---------- INFORMATION PROVIDED ----------

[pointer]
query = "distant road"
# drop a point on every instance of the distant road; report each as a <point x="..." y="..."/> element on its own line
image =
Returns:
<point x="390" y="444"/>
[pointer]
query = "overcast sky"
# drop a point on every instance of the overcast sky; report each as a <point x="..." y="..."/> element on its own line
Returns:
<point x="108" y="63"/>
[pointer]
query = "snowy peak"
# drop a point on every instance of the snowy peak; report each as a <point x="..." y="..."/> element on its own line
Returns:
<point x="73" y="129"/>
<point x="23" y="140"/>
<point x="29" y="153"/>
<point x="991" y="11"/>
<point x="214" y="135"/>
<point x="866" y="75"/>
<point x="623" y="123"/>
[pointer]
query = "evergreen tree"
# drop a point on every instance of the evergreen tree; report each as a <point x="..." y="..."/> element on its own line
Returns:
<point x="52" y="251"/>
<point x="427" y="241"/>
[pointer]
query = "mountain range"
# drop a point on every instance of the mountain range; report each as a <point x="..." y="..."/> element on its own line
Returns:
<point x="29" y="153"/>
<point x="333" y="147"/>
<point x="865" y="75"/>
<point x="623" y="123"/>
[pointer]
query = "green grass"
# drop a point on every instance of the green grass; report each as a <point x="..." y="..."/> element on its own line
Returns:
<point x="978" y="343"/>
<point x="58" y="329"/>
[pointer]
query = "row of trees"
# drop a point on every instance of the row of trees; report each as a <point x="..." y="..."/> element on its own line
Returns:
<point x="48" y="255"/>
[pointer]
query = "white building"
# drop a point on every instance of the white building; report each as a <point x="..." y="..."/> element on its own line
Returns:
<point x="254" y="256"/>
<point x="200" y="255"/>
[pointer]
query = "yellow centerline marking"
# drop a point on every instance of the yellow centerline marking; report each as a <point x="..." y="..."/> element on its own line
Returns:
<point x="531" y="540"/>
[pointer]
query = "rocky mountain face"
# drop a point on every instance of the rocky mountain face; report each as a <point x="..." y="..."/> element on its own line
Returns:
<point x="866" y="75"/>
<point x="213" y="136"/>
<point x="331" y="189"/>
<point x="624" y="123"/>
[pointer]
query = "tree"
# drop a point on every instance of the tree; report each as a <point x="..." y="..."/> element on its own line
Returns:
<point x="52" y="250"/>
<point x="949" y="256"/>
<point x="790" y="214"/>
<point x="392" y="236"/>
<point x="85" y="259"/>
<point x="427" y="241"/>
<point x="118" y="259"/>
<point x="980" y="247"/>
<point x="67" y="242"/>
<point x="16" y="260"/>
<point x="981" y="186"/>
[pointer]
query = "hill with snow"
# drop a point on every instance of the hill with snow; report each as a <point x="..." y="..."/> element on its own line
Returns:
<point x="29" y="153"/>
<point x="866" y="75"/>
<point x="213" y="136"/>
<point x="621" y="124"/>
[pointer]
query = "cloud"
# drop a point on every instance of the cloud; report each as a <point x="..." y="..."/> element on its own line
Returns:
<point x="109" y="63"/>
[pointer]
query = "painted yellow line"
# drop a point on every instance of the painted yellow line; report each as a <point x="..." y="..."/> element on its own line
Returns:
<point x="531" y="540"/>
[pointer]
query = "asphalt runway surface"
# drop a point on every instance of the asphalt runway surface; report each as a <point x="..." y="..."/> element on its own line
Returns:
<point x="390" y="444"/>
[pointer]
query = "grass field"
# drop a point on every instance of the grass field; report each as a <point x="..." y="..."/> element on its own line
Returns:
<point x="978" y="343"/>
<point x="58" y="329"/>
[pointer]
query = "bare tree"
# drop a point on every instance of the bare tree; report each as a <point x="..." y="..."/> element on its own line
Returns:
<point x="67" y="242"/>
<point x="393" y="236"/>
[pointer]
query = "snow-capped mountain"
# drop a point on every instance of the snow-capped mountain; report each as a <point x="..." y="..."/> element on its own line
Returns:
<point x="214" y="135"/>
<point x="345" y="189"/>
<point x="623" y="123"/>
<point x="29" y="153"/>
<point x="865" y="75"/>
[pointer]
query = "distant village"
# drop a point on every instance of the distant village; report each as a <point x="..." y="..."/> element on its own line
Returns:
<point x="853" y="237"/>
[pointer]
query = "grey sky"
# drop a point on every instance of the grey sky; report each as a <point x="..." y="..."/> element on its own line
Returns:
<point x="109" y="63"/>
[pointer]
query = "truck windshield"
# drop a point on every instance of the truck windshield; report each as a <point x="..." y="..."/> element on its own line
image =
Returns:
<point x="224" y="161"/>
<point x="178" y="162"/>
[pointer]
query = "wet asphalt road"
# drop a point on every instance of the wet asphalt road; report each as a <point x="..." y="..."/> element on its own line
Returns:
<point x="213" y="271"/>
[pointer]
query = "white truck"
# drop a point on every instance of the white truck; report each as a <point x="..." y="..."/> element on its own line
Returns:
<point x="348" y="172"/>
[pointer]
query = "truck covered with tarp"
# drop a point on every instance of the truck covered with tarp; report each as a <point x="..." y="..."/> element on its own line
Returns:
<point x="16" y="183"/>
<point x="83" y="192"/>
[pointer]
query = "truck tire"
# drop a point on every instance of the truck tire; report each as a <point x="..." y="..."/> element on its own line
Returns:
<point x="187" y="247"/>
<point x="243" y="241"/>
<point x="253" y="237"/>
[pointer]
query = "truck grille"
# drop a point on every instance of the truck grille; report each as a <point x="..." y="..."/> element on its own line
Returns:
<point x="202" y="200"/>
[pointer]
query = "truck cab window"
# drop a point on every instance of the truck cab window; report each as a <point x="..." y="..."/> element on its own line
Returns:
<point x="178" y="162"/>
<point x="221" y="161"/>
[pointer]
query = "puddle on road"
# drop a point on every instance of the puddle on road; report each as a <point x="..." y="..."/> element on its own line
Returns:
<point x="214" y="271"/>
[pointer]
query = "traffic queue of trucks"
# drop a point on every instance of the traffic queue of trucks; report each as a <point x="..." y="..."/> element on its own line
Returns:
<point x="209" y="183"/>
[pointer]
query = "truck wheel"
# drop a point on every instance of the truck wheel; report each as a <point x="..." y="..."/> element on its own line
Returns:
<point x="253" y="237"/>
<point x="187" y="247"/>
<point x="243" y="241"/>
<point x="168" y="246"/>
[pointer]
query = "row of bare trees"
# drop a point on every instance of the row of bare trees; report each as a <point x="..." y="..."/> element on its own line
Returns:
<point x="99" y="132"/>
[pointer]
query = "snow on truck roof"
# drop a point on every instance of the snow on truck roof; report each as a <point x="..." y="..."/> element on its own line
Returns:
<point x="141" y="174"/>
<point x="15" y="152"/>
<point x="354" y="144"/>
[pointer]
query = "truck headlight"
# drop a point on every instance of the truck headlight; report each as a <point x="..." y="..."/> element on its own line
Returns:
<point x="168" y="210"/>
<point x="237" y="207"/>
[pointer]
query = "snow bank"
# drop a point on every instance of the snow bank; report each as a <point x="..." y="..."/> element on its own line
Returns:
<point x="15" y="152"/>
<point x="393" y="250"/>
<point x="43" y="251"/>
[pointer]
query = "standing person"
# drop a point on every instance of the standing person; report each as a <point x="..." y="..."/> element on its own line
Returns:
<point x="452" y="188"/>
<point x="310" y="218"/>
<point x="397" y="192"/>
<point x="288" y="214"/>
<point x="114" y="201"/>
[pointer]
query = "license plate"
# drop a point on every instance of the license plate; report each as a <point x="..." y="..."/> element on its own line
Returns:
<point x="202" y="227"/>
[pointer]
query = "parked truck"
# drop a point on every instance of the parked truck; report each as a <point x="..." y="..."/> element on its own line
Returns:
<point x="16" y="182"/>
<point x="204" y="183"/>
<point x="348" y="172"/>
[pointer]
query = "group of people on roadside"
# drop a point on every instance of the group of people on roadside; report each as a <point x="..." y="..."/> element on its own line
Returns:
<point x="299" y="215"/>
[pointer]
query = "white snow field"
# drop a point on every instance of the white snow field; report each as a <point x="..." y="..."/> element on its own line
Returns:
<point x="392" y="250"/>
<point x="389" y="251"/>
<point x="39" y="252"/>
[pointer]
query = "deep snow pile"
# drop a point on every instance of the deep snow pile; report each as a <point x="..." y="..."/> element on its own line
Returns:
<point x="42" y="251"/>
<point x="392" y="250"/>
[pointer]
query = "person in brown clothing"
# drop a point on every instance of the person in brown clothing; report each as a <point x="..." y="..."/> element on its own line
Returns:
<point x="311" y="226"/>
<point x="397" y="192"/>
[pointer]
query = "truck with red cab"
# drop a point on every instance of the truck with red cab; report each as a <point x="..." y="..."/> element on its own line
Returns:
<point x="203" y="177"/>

----------

◆ **OBJECTIVE**:
From the entries above, select and copy each line that contains the word "queue".

◆ **COMPLETED TASK**:
query = "traffic queue of trucks"
# drop a point on every instance of the traffic queue of trucks; report each as a <point x="..." y="..."/> element on its own line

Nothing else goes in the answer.